━━━━━ Texte du document ━━━━━

ANNEXE II : LES HANDICAPS STRUCTURELS DES ÉCONOMIES DE L'OUTRE-MER

Colonies françaises, soumises à une obligation de commerce exclusif avec la métropole jusqu'en 1946, la Guadeloupe, la Guyane, la Martinique et la Réunion n'ont été intégrées dans le cadre administratif national de droit commun que depuis la loi du 19 mars 1946. L'intégration économique et sociale s'est faite de manière progressive.

Leurs économies fragiles restent cependant encore très marquées par cette dépendance vis-à-vis de la métropole qui se traduit notamment par la spécialisation de leurs productions et de leurs échanges extérieurs et un poids globalement très élevé des transferts publics qui représentent près du tiers de leur PIB (32,4 % en 1994).

━━━━━ Documents fournis ━━━━━

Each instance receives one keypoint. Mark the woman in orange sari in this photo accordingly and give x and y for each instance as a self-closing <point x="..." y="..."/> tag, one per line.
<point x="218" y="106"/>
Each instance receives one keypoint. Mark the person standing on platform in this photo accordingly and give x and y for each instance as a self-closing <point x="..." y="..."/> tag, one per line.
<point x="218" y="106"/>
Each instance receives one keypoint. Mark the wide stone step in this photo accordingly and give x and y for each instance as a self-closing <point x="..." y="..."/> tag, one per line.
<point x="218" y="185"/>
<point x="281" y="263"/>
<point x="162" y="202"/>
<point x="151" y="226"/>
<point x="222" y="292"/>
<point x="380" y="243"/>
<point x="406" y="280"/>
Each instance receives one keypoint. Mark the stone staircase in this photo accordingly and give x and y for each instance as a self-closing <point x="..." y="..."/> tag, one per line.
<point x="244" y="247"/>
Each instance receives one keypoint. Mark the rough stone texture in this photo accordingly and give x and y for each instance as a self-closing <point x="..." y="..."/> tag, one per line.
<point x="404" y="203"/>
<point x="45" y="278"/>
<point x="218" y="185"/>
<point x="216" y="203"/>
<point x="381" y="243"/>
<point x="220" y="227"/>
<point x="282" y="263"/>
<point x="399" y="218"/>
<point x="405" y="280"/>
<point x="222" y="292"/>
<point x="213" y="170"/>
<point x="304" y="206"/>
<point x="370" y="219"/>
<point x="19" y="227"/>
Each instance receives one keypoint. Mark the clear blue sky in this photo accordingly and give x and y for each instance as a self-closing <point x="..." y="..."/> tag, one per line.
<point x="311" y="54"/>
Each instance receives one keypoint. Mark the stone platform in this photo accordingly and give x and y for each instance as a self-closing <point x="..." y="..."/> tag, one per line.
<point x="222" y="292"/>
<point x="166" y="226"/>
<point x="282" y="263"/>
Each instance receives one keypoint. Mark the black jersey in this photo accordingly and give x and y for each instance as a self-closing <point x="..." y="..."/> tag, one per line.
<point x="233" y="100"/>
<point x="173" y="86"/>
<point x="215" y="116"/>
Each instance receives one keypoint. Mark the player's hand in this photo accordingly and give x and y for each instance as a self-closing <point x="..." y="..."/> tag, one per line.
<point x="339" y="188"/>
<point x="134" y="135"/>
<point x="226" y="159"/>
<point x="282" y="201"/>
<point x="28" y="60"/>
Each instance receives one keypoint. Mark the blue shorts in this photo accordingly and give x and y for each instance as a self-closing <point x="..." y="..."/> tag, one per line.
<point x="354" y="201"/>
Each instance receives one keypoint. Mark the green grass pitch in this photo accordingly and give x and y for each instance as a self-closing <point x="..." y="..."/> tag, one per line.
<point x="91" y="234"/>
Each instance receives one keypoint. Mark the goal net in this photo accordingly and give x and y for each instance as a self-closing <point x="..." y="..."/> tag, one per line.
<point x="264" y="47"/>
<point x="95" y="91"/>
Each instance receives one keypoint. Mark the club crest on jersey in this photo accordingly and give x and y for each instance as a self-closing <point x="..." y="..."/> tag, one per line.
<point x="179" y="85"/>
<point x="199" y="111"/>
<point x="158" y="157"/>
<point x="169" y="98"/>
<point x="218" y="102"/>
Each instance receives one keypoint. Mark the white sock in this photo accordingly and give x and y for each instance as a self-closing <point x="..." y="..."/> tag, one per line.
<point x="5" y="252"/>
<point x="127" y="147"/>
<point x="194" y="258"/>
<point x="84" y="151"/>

━━━━━

Exercice 1
Répondez aux questions suivantes à partir de l'annexe :
(a) Jusqu'en quelle année la Guadeloupe, la Guyane, la Martinique et la Réunion étaient-elles soumises à une obligation de commerce exclusif avec la métropole ?
(b) Par quelle loi ces territoires ont-ils été intégrés dans le cadre administratif national de droit commun ?
(c) Quelle part de leur PIB les transferts publics représentaient-ils en 1994 ?
Exercice 2
Recopiez le passage de l'annexe situé entre « Colonies françaises, soumises » et « (32,4 % en 1994). », bornes incluses, en substituant « France hexagonale » à « métropole ».
La liste est issue d'une source distincte.

Corrigé 1
(a) Jusqu'en 1946.
(b) Par la loi du 19 mars 1946.
(c) 32,4 %, soit près du tiers.

Corrigé 2
Colonies françaises, soumises à une obligation de commerce exclusif avec la France hexagonale jusqu'en 1946, la Guadeloupe, la Guyane, la Martinique et la Réunion n'ont été intégrées dans le cadre administratif national de droit commun que depuis la loi du 19 mars 1946. L'intégration économique et sociale s'est faite de manière progressive.

Leurs économies fragiles restent cependant encore très marquées par cette dépendance vis-à-vis de la France hexagonale qui se traduit notamment par la spécialisation de leurs productions et de leurs échanges extérieurs et un poids globalement très élevé des transferts publics qui représentent près du tiers de leur PIB (32,4 % en 1994).